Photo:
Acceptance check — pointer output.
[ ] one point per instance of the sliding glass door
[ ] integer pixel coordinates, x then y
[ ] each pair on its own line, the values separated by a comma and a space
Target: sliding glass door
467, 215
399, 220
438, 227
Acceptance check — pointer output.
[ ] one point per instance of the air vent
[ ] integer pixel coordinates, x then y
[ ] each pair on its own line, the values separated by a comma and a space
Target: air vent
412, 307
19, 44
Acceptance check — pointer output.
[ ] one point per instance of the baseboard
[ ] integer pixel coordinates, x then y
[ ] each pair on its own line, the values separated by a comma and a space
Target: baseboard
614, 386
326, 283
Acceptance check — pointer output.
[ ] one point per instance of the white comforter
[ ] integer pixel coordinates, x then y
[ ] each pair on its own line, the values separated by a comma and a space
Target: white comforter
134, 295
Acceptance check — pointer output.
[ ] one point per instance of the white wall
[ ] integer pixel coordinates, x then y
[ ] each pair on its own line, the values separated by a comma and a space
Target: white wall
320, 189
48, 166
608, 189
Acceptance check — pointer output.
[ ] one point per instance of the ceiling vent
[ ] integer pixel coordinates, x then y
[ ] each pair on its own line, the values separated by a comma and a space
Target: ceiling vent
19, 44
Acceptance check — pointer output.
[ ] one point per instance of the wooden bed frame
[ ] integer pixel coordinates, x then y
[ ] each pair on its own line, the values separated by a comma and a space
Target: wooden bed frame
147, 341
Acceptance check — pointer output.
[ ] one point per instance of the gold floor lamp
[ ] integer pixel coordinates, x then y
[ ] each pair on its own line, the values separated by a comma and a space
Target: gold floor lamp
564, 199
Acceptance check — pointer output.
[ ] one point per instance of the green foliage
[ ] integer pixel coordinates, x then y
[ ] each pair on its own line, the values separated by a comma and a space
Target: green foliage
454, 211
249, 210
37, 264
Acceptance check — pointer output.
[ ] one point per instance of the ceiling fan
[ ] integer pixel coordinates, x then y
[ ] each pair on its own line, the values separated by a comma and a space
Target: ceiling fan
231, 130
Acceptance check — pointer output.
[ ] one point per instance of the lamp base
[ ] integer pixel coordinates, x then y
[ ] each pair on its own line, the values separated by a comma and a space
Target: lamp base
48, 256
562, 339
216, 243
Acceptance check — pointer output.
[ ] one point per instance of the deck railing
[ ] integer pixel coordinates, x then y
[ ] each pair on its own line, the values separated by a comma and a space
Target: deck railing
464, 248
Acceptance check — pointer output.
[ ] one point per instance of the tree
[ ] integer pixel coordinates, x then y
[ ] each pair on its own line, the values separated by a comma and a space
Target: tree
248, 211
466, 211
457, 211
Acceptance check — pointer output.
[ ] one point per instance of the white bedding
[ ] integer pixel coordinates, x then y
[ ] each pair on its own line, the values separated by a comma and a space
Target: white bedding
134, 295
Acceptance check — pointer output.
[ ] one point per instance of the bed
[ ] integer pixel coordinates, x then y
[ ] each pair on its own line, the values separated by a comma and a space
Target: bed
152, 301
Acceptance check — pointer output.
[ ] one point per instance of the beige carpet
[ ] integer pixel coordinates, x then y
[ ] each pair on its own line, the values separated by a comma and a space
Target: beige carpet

*Required work*:
Transcribe each record exactly as it is written above.

*Solution to this exercise*:
Photo:
Acceptance check — pointer output.
[ ] one point per instance of the sliding glass door
[ ] integer pixel coordinates, x then y
[ ] each pair on its own line, the values separated by a comma and a space
Target: sliding glass door
467, 215
399, 220
438, 227
Acceptance check — pointer output.
[ ] one point per instance of the air vent
[ ] integer pixel coordinates, x then y
[ ] each pair on its own line, the values separated by a comma and a space
Target: air vent
412, 307
19, 44
Acceptance check — pointer output.
[ ] one point per instance of the baseboard
[ ] integer pixel coordinates, x then y
[ ] each pair on its own line, the values separated by a comma and a space
Target: baseboard
614, 386
326, 283
Acceptance check — pointer output.
[ ] one point per instance of the white comforter
[ ] integer pixel coordinates, x then y
[ ] each pair on its own line, the values separated by a comma and a space
Target: white comforter
134, 295
Acceptance check — pointer output.
[ ] one point per instance of the white wall
[ ] integer pixel coordinates, x then y
[ ] each pair on its own line, the values separated by a comma and a space
Target: white wall
320, 189
48, 166
608, 189
Acceptance check — pointer output.
[ ] one point per instance of the ceiling vent
[ ] integer pixel coordinates, x then y
[ ] each pair on its own line, the values separated by a comma and a space
Target: ceiling vent
19, 44
Acceptance check — pointer output.
[ ] one point per instance of the wooden bed frame
[ ] integer pixel coordinates, x then y
[ ] each pair on its own line, the values separated by a comma and a space
Target: wooden bed frame
147, 341
Acceptance check — pointer output.
[ ] one point per instance of the gold floor lamp
[ ] integer pixel coordinates, x then y
[ ] each pair on its own line, the values separated by a comma and a space
Target: gold floor lamp
564, 199
Acceptance check — pointer output.
[ ] one point per instance of the green foliage
[ ] integer pixel coordinates, x then y
[ ] each pair on its own line, the values separated by a comma and a space
Target: green foliage
454, 211
249, 210
37, 264
Acceptance check — pointer output.
[ ] one point per instance of the ceiling fan
[ ] integer pixel coordinates, x then y
[ ] each pair on its own line, the values separated by a comma and a space
Target: ceiling fan
231, 130
Acceptance check — pointer output.
[ ] one point per instance of the lamp base
[ ] integer pixel coordinates, x then y
[ ] each pair on its own line, the values separated by a comma and a space
Target: lamp base
48, 256
562, 339
216, 243
Acceptance check — pointer output.
[ ] one point per instance of the deck railing
[ ] integer pixel coordinates, x then y
[ ] each pair on its own line, the values separated by a comma and a space
Target: deck railing
464, 248
Acceptance check — pointer output.
[ ] one point per instance of the tree
[ ] integer pixel coordinates, x then y
[ ] each pair on its own line, the values separated by a comma and a space
Target: tree
248, 211
466, 211
457, 211
Acceptance check — pointer output.
[ ] one point per instance of the white bedding
[ ] integer pixel coordinates, x then y
[ ] each pair on its own line, the values separated by a comma and a space
Target: white bedding
134, 295
Acceptance check — pointer output.
[ ] one point per instance of the bed
[ ] integer pixel coordinates, x then y
[ ] each pair on its own line, the values separated by a comma and a space
Target: bed
152, 301
Acceptance check — pointer output.
[ ] one point per instance of the beige carpet
[ ] integer pixel coordinates, x then y
[ ] each pair on its own line, the values separated by a comma and a space
Target: beige carpet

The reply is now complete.